• [Given request]
Pull out each line below that contains the word "shorts" and copy it.

(Items from a dataset)
━━━━
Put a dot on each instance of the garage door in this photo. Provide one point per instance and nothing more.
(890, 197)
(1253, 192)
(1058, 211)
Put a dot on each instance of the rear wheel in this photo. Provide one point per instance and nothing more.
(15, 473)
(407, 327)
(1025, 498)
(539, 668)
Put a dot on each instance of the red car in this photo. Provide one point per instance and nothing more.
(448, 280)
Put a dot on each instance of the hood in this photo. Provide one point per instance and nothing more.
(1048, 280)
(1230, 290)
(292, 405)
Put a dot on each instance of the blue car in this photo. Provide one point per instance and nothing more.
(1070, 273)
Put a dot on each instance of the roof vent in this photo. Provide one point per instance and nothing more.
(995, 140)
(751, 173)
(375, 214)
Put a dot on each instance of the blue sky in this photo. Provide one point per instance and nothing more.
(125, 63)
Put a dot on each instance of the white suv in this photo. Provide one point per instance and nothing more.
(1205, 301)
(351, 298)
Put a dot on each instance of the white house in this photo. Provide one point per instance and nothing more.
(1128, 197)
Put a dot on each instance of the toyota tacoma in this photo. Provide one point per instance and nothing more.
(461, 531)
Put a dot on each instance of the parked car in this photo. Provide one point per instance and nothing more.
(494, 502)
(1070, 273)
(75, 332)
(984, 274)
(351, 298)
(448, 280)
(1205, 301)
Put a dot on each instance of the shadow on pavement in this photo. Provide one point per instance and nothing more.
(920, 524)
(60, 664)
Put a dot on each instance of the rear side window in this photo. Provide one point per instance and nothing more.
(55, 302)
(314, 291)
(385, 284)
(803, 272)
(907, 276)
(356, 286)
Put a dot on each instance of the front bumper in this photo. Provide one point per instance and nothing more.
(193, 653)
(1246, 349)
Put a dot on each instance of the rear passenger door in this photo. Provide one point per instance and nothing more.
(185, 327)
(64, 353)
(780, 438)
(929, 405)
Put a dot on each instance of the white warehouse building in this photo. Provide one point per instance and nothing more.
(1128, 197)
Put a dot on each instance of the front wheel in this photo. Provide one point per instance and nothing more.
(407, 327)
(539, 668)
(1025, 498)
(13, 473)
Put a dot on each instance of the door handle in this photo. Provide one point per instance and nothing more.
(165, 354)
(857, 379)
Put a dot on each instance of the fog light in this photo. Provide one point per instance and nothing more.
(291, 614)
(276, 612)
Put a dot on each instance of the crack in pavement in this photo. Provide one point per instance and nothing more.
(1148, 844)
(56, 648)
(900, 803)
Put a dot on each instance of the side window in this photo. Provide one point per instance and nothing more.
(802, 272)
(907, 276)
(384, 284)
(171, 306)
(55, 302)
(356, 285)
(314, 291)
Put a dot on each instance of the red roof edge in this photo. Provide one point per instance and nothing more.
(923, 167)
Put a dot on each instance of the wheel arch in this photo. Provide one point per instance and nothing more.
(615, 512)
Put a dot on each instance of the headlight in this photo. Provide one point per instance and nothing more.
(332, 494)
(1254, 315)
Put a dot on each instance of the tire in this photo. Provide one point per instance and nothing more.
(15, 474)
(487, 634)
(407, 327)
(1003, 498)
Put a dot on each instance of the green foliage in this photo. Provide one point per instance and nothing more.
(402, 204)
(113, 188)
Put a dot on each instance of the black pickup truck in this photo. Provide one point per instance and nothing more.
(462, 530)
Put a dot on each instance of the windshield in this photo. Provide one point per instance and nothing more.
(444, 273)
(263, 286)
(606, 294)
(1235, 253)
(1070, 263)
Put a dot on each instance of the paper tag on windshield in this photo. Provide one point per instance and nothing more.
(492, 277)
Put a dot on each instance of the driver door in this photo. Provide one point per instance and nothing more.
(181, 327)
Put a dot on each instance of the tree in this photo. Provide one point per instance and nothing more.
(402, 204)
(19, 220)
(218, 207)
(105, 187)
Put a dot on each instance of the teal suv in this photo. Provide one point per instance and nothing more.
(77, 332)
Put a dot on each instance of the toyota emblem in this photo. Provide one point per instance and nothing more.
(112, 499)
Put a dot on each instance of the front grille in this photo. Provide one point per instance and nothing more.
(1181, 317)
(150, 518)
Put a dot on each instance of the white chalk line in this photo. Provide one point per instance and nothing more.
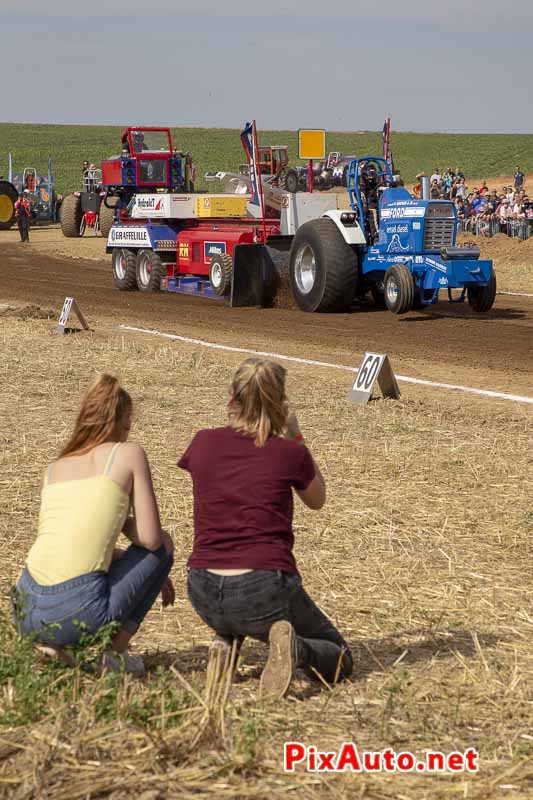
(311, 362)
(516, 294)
━━━━
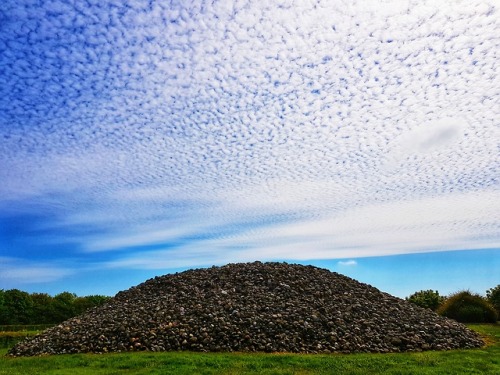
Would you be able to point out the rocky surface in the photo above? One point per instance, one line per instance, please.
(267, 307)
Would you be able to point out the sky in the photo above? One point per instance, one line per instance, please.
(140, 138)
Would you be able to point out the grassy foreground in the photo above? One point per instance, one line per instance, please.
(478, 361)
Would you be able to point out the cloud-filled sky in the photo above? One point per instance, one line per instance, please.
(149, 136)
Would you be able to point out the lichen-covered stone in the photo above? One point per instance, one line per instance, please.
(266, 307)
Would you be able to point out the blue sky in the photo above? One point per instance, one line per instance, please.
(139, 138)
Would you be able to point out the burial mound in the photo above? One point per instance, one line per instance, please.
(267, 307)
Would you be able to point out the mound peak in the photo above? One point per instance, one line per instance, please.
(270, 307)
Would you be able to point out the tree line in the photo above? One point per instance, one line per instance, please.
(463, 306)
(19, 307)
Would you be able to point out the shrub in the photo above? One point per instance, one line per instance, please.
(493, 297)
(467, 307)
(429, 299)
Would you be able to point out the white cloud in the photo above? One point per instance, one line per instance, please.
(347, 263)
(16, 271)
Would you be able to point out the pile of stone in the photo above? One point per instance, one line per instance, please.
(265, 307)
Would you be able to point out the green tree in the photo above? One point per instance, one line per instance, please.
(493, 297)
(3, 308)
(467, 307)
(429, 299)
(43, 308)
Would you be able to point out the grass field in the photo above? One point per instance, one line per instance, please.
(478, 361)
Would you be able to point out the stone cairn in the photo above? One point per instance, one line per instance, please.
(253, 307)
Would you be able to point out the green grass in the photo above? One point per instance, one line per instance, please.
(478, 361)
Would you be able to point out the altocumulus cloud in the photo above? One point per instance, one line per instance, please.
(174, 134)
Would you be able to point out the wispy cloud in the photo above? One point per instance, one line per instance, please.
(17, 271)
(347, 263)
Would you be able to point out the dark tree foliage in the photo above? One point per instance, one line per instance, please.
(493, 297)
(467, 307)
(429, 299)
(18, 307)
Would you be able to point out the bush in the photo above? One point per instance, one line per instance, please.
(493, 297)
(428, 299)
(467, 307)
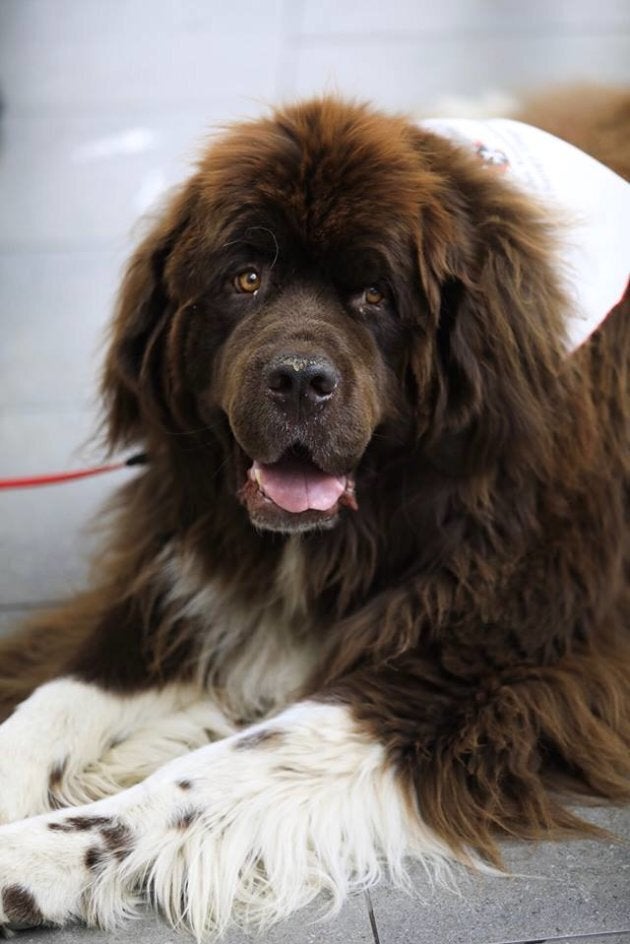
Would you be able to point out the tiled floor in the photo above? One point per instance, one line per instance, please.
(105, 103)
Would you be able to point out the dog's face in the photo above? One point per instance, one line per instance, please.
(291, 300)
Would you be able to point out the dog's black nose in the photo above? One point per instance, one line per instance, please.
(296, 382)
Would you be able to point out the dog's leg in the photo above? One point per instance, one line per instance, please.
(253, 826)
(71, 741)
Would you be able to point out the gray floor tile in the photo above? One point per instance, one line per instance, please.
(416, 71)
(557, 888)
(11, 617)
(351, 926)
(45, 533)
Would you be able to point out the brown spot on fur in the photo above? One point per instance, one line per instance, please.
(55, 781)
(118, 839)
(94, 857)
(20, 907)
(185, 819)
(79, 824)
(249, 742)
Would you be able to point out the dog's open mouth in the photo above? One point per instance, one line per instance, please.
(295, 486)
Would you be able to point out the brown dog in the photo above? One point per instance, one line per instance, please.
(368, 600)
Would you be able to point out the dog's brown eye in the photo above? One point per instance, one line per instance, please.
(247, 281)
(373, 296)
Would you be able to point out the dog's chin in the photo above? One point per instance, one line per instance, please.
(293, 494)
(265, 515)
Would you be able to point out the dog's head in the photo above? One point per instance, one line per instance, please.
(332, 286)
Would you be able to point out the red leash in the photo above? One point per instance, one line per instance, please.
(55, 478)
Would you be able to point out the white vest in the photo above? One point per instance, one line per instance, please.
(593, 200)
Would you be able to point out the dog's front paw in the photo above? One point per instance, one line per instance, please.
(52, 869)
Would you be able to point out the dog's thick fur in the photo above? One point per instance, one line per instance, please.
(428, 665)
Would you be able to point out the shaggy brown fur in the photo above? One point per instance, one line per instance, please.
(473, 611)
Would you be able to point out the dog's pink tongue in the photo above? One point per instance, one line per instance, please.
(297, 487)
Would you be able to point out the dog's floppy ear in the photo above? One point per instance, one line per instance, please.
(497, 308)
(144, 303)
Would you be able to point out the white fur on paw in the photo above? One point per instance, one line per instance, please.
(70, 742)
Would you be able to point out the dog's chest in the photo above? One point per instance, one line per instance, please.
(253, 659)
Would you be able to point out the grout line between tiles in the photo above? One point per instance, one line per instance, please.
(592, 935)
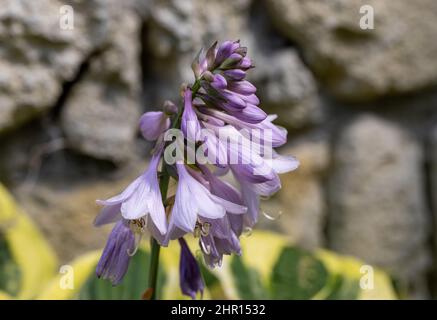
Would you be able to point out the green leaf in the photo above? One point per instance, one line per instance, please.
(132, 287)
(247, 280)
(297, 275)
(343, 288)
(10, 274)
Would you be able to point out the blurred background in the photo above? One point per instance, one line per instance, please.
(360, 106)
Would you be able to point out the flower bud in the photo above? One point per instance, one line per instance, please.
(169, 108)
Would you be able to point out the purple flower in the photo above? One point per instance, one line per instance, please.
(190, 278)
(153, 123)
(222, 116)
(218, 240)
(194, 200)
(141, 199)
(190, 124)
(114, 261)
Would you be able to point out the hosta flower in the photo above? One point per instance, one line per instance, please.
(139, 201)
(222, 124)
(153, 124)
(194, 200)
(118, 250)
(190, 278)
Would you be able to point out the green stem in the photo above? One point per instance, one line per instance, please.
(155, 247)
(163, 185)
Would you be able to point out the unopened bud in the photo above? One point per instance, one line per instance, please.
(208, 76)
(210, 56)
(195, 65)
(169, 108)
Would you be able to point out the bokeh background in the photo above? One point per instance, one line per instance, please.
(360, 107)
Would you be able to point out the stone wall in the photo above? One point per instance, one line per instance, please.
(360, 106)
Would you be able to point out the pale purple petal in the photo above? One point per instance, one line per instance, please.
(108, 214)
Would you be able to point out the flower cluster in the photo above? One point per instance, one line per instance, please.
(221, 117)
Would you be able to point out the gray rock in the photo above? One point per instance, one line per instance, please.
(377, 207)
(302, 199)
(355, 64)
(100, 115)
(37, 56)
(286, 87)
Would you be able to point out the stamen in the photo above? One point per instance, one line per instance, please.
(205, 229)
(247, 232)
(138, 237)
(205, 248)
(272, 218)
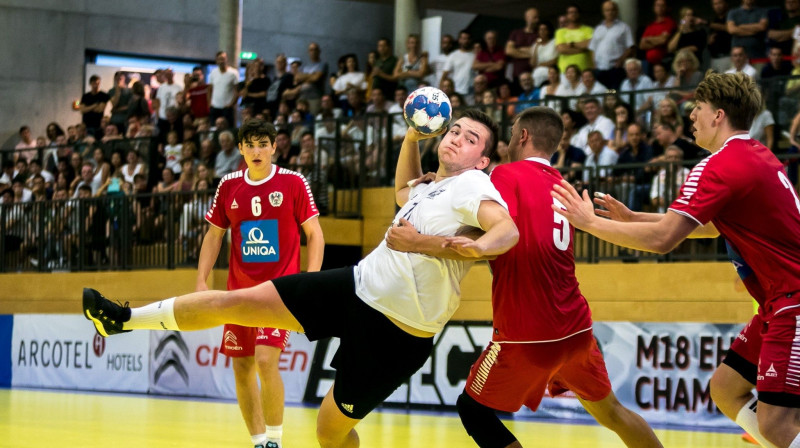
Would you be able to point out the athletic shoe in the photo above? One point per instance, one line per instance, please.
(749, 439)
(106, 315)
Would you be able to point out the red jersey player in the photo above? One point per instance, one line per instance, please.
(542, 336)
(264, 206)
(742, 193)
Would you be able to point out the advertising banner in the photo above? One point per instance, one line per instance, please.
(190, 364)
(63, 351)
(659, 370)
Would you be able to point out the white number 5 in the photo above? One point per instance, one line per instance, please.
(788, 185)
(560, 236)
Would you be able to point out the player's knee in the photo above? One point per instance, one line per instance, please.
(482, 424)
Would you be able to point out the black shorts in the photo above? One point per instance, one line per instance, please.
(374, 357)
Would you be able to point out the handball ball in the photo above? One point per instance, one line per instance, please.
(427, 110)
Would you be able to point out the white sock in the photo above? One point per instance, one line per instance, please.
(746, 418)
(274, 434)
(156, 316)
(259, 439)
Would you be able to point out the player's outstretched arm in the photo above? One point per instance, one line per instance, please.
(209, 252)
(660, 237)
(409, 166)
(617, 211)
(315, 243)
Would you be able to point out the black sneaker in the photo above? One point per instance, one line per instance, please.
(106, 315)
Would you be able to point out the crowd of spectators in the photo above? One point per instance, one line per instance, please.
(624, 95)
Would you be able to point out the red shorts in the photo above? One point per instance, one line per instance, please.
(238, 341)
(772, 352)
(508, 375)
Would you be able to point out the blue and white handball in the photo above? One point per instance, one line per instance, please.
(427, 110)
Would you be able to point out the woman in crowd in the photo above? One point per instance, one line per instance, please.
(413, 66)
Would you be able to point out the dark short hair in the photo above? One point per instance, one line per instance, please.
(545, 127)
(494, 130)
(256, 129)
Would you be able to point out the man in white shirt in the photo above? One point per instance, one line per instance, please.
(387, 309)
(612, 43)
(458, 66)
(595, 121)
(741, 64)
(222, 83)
━━━━
• [Full solution]
Would you be able to point out the black shorts in the photo above? One point per instance, one line per instance, please.
Would you be able to point out the red shorts in the photo above? One point per instance, one line per instance, please.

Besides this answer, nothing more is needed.